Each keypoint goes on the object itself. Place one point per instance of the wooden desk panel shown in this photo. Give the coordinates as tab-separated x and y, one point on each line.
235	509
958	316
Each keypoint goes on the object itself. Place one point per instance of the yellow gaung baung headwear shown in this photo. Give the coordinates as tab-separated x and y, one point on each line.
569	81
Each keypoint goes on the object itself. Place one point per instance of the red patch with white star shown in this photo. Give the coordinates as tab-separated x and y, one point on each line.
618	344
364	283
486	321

────────────────────

→ **Directions for this task**
Each line of the listing is to be repeated without alteration.

→ **Task output**
Each keypoint goes on the object itself. Place one point per instance of the wooden desk panel shown in this photo. Give the coordinates as tab-separated x and y, one point on each line.
235	509
958	316
Each keypoint goes on the object itself. Place one point per instance of the yellow gaung baung headwear shown in this photo. Give the coordinates as tab-separated x and y, one point on each line.
569	81
Each keypoint goes on the object itself. Place one point per instance of the red patch with white star shown in this photo. Give the coordinates as tab-separated x and y, one point on each line.
618	344
364	283
486	321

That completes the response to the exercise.